▶ [BRIEF]: Reproduce the items word for word, starting at the line that contains "dance pole, reported as integer pixel coordinates." and ending at the line that contains "(1003, 165)", including both of those lines.
▬▬▬▬▬▬
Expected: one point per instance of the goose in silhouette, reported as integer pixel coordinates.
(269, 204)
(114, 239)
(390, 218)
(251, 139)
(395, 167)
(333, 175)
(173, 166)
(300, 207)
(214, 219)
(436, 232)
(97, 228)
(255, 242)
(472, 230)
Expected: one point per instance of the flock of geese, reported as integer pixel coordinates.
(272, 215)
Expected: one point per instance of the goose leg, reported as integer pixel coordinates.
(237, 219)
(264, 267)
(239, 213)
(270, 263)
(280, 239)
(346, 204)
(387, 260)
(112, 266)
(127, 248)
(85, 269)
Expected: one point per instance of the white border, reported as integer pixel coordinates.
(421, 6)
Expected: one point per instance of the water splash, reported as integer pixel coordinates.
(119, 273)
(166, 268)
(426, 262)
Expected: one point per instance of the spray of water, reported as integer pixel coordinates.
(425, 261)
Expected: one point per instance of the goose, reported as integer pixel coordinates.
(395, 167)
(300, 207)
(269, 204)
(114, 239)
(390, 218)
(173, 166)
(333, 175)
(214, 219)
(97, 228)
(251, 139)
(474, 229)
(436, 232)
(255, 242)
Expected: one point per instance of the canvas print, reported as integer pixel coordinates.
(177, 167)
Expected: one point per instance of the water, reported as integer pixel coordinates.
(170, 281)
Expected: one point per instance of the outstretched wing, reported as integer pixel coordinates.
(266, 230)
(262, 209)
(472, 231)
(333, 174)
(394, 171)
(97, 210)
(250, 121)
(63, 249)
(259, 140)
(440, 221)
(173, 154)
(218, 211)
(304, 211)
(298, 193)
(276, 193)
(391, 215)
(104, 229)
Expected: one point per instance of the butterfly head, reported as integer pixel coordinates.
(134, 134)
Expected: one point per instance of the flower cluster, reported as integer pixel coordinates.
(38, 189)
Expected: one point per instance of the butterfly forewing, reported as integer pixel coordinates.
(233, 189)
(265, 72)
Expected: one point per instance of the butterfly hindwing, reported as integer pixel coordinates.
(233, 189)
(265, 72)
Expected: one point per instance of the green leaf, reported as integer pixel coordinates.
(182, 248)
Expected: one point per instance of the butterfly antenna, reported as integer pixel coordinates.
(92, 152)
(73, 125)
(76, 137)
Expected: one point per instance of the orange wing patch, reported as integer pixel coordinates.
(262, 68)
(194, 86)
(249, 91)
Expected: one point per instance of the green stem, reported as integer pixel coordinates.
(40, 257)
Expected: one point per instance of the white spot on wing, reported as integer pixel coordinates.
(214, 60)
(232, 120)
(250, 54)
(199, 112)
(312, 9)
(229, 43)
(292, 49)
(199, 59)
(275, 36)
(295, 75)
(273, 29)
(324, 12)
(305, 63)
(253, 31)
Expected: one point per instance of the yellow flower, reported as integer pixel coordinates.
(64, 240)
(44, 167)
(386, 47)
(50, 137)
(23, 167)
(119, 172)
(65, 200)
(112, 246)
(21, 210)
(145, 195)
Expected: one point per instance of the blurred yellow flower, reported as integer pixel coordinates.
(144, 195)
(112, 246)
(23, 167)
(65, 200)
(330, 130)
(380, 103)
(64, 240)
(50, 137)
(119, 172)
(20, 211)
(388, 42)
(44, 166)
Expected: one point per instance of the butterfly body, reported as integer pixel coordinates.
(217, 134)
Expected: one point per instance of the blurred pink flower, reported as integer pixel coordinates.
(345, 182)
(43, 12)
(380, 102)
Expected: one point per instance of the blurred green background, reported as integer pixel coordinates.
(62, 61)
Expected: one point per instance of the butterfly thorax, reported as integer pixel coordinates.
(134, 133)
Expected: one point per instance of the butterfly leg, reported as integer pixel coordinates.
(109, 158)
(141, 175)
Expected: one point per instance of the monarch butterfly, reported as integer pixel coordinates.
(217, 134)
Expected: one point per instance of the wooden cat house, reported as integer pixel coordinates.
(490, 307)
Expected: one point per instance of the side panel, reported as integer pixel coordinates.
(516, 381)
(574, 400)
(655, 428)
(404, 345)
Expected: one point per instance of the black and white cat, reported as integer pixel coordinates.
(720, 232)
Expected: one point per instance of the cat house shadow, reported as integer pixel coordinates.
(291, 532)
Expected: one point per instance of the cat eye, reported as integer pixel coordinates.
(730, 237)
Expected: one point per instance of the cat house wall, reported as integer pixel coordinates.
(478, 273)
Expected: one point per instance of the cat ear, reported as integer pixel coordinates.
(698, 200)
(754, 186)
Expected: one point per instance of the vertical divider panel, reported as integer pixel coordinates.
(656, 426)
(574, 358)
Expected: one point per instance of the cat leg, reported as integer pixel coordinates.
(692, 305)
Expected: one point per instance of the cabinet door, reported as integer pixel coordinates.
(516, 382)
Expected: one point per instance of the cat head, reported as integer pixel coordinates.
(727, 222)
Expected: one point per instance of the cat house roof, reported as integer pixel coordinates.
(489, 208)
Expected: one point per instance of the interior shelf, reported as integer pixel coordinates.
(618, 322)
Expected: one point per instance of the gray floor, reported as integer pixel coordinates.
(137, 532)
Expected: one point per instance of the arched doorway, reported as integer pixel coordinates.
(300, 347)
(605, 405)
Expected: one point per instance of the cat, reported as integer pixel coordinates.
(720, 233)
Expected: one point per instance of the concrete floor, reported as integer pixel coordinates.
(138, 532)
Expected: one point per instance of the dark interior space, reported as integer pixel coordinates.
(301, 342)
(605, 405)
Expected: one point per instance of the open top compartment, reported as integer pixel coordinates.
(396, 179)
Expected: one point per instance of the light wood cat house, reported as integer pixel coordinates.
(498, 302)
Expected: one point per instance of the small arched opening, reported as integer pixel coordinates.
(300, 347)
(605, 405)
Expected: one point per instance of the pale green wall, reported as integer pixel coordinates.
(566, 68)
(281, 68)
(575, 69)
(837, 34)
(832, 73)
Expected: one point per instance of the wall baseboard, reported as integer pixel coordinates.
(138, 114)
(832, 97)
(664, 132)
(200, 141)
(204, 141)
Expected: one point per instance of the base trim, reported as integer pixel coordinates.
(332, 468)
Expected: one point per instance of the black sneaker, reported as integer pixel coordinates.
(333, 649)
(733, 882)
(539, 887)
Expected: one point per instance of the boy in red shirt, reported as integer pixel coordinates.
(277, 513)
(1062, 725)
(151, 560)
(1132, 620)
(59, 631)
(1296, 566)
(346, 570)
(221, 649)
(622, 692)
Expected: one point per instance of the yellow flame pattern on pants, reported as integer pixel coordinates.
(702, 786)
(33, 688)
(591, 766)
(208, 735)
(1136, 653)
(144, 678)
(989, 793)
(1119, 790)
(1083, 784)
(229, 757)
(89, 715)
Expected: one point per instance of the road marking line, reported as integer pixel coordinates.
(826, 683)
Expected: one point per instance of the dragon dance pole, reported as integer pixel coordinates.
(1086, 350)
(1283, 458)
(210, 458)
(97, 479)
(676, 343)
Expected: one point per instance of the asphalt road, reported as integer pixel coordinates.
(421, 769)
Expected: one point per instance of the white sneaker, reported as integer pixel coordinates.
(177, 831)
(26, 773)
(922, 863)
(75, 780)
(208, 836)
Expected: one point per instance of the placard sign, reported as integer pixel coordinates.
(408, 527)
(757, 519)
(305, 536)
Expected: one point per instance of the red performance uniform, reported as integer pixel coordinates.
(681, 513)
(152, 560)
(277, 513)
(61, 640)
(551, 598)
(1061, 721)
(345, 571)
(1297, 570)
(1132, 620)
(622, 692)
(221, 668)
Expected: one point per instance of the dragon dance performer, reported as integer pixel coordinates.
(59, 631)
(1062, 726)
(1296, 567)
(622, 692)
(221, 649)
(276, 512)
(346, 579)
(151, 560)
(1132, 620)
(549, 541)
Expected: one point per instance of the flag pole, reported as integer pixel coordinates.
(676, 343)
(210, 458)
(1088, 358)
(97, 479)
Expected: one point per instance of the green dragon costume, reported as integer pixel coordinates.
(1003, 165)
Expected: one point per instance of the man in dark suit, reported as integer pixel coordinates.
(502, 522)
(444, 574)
▬▬▬▬▬▬
▶ [SOLUTION TO THIS PROBLEM]:
Expected: one point per instance of the dragon dance pole, reported as integer pixel coordinates.
(1086, 350)
(1283, 458)
(210, 458)
(97, 479)
(676, 343)
Expected: one point per instance of the asphalt road, reported as integer pixel coordinates.
(421, 769)
Expected: one point per instance of the white sneaker, reported as integer pixel coordinates.
(177, 831)
(26, 773)
(922, 863)
(75, 780)
(208, 836)
Expected: one point per instance of the placard sign, reported as integer pixel coordinates.
(408, 527)
(757, 519)
(305, 536)
Expected: one point per instance of the red performance uniform, reported as integer pixel coordinates.
(681, 513)
(152, 560)
(277, 513)
(61, 640)
(551, 598)
(1061, 721)
(345, 571)
(1297, 570)
(1132, 620)
(622, 692)
(221, 668)
Expected: one point per instance of the dragon dance performer, reported as integer pixel coordinates.
(59, 631)
(1062, 726)
(1296, 567)
(622, 692)
(221, 649)
(276, 512)
(346, 579)
(151, 560)
(1132, 620)
(549, 541)
Expected: one point per instance of the flag pole, reported as integer pixel coordinates.
(676, 343)
(210, 458)
(1088, 358)
(97, 479)
Expected: one point per instance of the green dragon costume, reported as integer pixel coordinates.
(1003, 165)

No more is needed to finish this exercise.